_Exercise data_.
****
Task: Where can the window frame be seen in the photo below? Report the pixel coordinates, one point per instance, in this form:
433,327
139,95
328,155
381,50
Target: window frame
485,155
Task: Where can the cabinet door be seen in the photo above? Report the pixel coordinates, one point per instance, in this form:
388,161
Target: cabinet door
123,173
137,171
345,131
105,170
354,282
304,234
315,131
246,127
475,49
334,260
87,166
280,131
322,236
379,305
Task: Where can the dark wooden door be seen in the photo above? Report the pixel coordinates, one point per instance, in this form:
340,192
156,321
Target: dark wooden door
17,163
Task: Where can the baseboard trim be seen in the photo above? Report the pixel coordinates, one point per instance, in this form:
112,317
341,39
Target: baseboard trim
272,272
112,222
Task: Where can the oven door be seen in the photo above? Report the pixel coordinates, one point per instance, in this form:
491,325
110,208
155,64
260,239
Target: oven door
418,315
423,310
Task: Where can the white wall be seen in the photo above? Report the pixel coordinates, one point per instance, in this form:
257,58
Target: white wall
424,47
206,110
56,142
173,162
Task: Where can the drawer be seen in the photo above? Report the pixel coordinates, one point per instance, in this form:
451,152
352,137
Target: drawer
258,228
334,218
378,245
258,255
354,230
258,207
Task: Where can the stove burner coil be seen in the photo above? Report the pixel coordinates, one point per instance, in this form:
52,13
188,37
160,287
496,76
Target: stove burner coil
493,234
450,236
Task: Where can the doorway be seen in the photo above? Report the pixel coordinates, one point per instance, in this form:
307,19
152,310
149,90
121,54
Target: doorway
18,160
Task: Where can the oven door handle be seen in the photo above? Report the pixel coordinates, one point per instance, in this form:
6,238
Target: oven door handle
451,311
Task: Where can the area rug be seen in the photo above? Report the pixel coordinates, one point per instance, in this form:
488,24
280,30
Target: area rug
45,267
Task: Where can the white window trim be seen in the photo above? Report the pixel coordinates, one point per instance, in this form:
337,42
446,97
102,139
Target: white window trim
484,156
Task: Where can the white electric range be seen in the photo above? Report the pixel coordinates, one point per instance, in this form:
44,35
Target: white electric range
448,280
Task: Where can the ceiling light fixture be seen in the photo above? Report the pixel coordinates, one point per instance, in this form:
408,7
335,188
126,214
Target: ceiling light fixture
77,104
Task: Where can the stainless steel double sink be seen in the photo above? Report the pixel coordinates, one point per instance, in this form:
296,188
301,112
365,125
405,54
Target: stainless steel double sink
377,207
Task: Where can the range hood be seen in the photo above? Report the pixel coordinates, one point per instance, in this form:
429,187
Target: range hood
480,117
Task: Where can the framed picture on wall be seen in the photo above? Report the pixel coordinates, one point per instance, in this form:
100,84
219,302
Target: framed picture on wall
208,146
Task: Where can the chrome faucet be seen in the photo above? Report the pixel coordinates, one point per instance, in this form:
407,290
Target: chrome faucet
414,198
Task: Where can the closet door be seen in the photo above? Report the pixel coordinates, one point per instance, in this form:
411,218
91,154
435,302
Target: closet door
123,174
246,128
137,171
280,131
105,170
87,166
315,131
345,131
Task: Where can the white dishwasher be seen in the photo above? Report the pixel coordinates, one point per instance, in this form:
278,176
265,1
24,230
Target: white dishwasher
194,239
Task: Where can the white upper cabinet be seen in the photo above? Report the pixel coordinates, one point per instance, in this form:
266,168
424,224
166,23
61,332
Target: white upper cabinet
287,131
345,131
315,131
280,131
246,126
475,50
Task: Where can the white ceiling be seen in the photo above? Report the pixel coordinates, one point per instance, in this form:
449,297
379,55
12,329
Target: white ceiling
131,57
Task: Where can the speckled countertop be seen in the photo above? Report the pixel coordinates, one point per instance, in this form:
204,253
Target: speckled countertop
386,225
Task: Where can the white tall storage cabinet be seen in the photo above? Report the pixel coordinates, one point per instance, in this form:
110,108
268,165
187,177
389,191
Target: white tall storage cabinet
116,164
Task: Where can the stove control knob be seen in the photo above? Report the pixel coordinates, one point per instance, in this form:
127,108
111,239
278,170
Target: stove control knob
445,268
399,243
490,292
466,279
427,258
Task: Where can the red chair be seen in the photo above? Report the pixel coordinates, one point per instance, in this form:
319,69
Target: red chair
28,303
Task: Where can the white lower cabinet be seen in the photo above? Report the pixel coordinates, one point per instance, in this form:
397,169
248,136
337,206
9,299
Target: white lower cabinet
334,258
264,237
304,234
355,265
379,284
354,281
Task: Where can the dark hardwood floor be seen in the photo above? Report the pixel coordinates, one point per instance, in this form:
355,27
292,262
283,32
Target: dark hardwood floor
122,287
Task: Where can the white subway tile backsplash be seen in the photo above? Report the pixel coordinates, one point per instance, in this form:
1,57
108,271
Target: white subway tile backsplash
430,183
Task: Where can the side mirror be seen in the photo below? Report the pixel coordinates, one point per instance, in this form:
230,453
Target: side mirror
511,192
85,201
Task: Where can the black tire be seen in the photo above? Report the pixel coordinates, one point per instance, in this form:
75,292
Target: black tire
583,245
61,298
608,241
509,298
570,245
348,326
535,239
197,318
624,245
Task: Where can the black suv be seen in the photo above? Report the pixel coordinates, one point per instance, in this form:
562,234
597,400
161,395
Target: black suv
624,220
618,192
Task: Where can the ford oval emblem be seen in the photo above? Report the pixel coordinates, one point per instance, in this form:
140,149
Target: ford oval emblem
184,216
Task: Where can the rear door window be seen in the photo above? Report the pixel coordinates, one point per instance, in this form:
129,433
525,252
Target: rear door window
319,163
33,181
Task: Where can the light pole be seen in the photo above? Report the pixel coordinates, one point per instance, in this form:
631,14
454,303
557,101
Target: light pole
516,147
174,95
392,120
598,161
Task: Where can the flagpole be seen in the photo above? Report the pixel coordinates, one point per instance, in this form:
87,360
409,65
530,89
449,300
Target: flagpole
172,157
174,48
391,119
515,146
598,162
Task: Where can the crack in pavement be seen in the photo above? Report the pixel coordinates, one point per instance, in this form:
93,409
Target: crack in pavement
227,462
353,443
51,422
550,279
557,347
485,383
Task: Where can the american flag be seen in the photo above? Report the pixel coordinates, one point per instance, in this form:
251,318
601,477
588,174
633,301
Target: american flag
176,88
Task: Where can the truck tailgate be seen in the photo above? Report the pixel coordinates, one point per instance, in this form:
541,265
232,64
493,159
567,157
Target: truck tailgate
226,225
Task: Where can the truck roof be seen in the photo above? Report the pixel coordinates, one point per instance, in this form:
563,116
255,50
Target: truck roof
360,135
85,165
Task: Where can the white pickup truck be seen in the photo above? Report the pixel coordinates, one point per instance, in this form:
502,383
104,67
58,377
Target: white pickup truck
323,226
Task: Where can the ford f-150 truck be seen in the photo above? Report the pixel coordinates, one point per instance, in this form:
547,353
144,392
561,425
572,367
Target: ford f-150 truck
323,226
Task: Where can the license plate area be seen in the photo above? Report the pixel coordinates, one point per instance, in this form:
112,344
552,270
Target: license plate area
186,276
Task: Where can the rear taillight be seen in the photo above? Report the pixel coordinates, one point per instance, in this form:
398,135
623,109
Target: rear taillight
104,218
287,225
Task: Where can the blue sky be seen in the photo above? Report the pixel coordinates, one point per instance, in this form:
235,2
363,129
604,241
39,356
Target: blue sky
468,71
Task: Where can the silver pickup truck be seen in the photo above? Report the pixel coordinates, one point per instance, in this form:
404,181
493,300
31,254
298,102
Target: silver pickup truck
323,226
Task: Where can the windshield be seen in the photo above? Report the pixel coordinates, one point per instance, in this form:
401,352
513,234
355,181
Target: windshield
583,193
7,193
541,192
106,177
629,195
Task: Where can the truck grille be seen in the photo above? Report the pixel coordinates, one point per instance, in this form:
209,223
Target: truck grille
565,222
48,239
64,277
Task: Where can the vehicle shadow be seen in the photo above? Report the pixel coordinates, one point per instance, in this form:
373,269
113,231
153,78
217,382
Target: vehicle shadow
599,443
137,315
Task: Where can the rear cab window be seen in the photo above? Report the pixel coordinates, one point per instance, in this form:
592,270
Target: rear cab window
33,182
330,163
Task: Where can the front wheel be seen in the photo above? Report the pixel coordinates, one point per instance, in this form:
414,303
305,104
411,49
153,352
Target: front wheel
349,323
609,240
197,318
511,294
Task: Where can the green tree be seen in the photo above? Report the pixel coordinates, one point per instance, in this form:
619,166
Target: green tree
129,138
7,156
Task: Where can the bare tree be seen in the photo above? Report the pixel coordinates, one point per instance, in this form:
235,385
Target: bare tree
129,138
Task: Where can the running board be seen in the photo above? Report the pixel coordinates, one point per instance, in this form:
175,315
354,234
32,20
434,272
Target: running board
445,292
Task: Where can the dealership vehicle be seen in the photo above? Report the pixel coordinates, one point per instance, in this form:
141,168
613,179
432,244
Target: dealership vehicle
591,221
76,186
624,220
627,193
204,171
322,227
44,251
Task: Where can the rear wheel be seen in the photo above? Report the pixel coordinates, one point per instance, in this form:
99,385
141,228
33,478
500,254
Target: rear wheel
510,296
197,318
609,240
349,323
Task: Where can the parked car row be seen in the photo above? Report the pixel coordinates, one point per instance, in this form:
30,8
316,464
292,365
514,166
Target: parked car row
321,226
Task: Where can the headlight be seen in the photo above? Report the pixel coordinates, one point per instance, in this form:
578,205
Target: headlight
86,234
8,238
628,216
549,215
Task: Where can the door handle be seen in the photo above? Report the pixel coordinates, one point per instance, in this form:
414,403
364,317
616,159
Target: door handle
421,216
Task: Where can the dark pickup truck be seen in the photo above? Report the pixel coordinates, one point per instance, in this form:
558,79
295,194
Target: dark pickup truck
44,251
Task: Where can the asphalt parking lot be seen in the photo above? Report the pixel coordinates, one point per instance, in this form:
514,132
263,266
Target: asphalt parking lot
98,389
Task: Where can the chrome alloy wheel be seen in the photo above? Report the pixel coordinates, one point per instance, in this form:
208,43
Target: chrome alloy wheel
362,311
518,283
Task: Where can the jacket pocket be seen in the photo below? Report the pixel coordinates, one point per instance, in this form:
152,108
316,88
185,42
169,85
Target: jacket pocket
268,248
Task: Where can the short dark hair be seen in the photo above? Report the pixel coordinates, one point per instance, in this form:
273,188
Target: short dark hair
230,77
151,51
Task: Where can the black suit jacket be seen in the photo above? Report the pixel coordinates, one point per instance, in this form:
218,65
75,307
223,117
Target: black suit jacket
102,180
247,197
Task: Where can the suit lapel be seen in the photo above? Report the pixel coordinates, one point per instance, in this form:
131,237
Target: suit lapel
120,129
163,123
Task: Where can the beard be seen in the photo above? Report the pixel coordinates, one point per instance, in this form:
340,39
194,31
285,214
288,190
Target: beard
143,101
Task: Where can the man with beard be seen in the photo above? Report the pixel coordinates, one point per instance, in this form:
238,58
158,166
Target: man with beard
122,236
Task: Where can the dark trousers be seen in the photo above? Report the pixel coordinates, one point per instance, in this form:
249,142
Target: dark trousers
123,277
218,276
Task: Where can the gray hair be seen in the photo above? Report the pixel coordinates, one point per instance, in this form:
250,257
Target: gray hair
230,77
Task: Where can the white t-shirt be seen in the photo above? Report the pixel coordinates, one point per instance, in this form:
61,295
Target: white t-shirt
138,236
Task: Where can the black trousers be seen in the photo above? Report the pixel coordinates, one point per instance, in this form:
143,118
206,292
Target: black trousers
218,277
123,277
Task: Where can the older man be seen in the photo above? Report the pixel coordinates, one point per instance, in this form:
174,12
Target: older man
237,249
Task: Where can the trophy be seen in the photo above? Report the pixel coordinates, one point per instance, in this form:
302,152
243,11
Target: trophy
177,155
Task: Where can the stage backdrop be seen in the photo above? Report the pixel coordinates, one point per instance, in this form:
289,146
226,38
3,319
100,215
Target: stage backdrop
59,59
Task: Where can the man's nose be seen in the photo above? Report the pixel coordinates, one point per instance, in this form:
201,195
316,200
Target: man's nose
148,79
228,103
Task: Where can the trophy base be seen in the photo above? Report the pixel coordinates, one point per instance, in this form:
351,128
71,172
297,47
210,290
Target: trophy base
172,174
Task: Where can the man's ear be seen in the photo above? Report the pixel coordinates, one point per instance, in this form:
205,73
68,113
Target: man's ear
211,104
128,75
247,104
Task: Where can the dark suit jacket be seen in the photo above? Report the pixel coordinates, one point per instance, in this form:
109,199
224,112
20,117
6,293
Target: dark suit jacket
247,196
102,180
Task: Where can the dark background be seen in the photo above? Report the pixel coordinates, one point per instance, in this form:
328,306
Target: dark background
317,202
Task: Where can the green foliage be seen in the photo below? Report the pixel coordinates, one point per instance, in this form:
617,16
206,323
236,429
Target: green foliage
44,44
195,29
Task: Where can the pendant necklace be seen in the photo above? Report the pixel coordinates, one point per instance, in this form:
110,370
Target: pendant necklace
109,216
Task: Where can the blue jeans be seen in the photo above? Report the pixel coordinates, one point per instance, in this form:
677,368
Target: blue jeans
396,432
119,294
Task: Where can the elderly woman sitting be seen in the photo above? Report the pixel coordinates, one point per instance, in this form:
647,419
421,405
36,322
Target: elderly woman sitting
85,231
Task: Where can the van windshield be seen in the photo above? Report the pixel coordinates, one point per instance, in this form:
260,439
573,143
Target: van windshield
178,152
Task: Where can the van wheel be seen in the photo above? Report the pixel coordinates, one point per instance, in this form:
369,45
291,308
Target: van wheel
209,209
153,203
****
_Short task_.
Locate "Task: Where can the green foliage" in the material, then quote the line that contains it and all lines after it through the final one.

_Finished task_.
Task: Where can the green foliage be seen in the photo below? Report the pixel coordinates, one point per instance, in this form:
617,16
206,323
236,429
Target: green foliage
44,44
195,29
Task: Where can the pendant necklace be seen in the photo above? Report the pixel coordinates, one point per instance, in this form:
110,370
Target: pendant necklace
109,216
Task: Where can the blue jeans be seen in the photo above? Report the pixel coordinates, one point per instance, in this form:
677,368
Target: blue jeans
396,432
119,294
Task: Where can the elderly woman sitting be seen in the photo above? Report the pixel coordinates, one point per instance, in this form:
647,419
421,405
36,322
Target: elderly woman sitting
85,231
Task: Where can the van windshield be seen in the photo above? Report the pixel coordinates, one point per instance, in this form:
260,439
573,143
Target: van windshield
178,152
Task: Where can the van wheel be seen in the photo above? Report the pixel coordinates, one point per instance, in this form:
369,45
291,308
Target: van wheel
209,209
153,203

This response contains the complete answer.